## Set problem
Write out every entry exactly as it stands.

[Position identification records]
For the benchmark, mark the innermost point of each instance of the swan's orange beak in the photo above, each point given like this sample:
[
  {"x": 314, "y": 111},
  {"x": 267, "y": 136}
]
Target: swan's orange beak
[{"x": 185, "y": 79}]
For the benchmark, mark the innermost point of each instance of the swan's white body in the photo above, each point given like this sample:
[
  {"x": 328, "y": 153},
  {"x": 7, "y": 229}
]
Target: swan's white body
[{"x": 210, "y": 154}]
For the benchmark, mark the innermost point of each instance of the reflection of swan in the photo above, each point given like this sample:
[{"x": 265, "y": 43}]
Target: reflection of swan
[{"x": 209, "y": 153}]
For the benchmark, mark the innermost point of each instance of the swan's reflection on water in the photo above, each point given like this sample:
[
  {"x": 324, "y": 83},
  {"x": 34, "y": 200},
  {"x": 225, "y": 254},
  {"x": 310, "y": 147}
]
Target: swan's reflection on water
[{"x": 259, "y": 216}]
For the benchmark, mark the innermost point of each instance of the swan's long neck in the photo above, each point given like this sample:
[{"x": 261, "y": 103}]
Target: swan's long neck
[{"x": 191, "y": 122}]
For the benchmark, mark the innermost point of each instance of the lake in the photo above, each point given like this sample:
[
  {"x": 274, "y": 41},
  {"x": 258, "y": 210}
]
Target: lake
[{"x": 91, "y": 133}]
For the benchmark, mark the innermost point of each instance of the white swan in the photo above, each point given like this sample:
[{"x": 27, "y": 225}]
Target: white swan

## Answer to the task
For the benchmark, mark the innermost point of each instance of the swan's orange beak in the photo above, each point given like this sample:
[
  {"x": 314, "y": 111},
  {"x": 267, "y": 136}
]
Target: swan's orange beak
[{"x": 185, "y": 79}]
For the benchmark, mark the innermost point of each instance of the swan's white body in the photo above, each point given like this sample:
[
  {"x": 328, "y": 153},
  {"x": 7, "y": 229}
]
Target: swan's white body
[{"x": 210, "y": 154}]
For the benchmark, mark the innermost point of each instance of the reflection of swan in the photo above, each point given like this sample:
[{"x": 265, "y": 43}]
Target: reflection of swan
[{"x": 209, "y": 153}]
For the benchmark, mark the innermost point of each instance of the swan's reflection on water in the photo above, each point given like this sample:
[
  {"x": 324, "y": 83},
  {"x": 34, "y": 200},
  {"x": 225, "y": 254},
  {"x": 310, "y": 147}
]
Target: swan's reflection on water
[{"x": 259, "y": 216}]
For the benchmark, mark the innermost point of each instance of the swan's long neck in the photo above, each point given like this sample:
[{"x": 261, "y": 103}]
Target: swan's long neck
[{"x": 191, "y": 122}]
For the benchmark, mark the innermost point of each instance of the lake in the photo above, each point given like this sample:
[
  {"x": 274, "y": 41},
  {"x": 258, "y": 210}
]
Target: lake
[{"x": 91, "y": 133}]
For the benchmark, mark the innermost point of each instance of the white swan in the photo above, each point given like this sample:
[{"x": 27, "y": 225}]
Target: white swan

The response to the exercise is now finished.